GOAL OF THE EXERCISE: Reproduce the listing verbatim.

EXERCISE MATERIALS:
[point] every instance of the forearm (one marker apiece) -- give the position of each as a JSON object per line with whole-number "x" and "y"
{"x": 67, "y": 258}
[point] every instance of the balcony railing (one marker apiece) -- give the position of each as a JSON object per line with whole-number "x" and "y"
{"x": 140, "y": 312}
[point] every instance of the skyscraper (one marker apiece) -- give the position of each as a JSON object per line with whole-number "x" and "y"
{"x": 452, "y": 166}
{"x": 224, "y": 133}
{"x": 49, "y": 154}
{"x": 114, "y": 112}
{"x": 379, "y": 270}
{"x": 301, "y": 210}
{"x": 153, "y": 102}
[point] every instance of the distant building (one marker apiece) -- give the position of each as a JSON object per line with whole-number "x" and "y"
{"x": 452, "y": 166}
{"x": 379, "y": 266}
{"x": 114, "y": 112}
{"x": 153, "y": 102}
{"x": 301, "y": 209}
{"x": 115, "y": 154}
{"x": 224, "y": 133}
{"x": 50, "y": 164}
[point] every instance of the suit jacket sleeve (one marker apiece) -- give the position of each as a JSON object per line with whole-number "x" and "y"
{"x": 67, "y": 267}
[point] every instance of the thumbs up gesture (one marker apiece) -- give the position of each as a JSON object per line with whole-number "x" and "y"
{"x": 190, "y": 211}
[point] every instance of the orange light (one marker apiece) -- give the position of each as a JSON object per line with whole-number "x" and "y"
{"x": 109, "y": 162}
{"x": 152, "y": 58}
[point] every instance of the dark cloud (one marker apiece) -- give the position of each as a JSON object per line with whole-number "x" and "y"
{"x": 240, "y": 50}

OUTPUT FOR THIS TASK:
[point] every instance of the forearm (one marker apiece) -- give the position of each as a JSON object per line with whole-number "x" and "y"
{"x": 67, "y": 258}
[point] every instance of the balcony railing (one marker apiece) -- give the position of each as a JSON object per line with whole-number "x" and "y"
{"x": 140, "y": 312}
[point] every instance of the skyscraper (one marker apiece) -- give the position of each as a JSON object per line with whole-number "x" and "y"
{"x": 452, "y": 166}
{"x": 224, "y": 133}
{"x": 49, "y": 154}
{"x": 114, "y": 112}
{"x": 379, "y": 270}
{"x": 301, "y": 210}
{"x": 153, "y": 102}
[point] every instance of the distant building (one marker apiece) -- give the position of each as a JSON object per line with whole-number "x" and "y"
{"x": 452, "y": 166}
{"x": 379, "y": 266}
{"x": 114, "y": 112}
{"x": 153, "y": 102}
{"x": 301, "y": 209}
{"x": 115, "y": 154}
{"x": 224, "y": 133}
{"x": 50, "y": 164}
[point] every instance of the suit jacket sleeve (one marker apiece) -- give the position of each as a JSON object per line with whole-number "x" and "y"
{"x": 67, "y": 267}
[point] every instance of the thumbs up gesture (one marker apiece) -- give the position of each as a JSON object per line with whole-number "x" and "y"
{"x": 190, "y": 211}
[point] every instance of the orange light (one marker apiece) -- give the position of each as a JSON object per line with whole-number "x" and "y"
{"x": 109, "y": 162}
{"x": 152, "y": 58}
[point] every instance of the dark cloud (one marker apiece) -- give the position of each as a JSON object per line with whole-number "x" and "y"
{"x": 240, "y": 50}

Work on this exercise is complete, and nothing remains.